▸ **Given problem**
Present each line of the entries below as one string in a JSON list, omitting blank lines.

▸ **Material provided**
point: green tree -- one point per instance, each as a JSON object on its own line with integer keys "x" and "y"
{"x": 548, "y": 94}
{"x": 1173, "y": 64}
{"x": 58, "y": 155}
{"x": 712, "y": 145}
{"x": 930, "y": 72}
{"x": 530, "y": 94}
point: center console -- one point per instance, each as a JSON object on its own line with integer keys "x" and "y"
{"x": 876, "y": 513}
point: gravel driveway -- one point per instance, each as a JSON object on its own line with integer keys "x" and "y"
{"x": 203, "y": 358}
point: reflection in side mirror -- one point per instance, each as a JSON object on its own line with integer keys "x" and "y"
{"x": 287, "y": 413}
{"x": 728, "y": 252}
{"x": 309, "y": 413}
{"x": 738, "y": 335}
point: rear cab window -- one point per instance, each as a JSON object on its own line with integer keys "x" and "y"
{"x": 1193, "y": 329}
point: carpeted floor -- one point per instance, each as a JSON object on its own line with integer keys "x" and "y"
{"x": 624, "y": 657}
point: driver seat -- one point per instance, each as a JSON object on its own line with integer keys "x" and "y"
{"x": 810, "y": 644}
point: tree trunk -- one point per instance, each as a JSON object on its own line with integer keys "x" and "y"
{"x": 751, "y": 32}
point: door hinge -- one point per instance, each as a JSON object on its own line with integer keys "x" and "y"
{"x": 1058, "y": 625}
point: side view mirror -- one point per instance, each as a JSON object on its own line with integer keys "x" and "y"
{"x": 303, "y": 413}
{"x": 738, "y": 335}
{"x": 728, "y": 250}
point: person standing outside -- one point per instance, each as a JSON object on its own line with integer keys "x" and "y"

▸ **Exercise solution**
[
  "point: green tree -- one point per instance, each as a JSON object on its own line with integer keys \"x\" and \"y\"",
  "{\"x\": 548, \"y\": 94}",
  "{\"x\": 1173, \"y\": 64}",
  "{\"x\": 58, \"y\": 155}",
  "{\"x\": 712, \"y\": 145}",
  "{\"x\": 930, \"y\": 72}",
  "{\"x\": 530, \"y\": 94}",
  "point: center console -- one point per instance, each as a JSON object on its own line with integer keys \"x\" and \"y\"",
  "{\"x\": 876, \"y\": 513}",
  "point: gravel driveway -- one point per instance, each as a JSON object on its own line with integer keys \"x\" and \"y\"",
  "{\"x\": 203, \"y\": 358}",
  "point: reflection in side mirror -- one point per instance, each as a JSON object on its own line with integer keys \"x\" and \"y\"",
  "{\"x\": 287, \"y\": 413}",
  "{\"x\": 728, \"y\": 252}",
  "{\"x\": 309, \"y\": 413}",
  "{\"x\": 738, \"y\": 335}",
  "point: rear cab window -- one point per instance, each as a JSON object on its own line with integer keys \"x\" and \"y\"",
  "{\"x\": 1193, \"y\": 329}",
  "point: carpeted floor -- one point per instance, each as a JSON object on its own line with integer keys \"x\" and \"y\"",
  "{\"x\": 624, \"y\": 657}",
  "point: driver seat -- one point per instance, each as a JSON object on its own line with integer keys \"x\" and \"y\"",
  "{\"x\": 810, \"y\": 644}",
  "point: tree trunk -- one point per instance, each as a JSON object on its own line with integer keys \"x\" and \"y\"",
  "{\"x\": 751, \"y\": 32}",
  "point: door hinge -- one point per instance, each as a JSON object on its own line with integer keys \"x\" and \"y\"",
  "{\"x\": 1058, \"y\": 625}",
  "point: side view mirror -- one point per instance, each as a JSON object on its own line with integer keys \"x\" and \"y\"",
  "{\"x\": 303, \"y\": 413}",
  "{\"x\": 738, \"y\": 335}",
  "{\"x\": 728, \"y\": 250}",
  "point: person standing outside -- one point per instance, each as a JSON object on its own line with integer keys \"x\" and \"y\""
]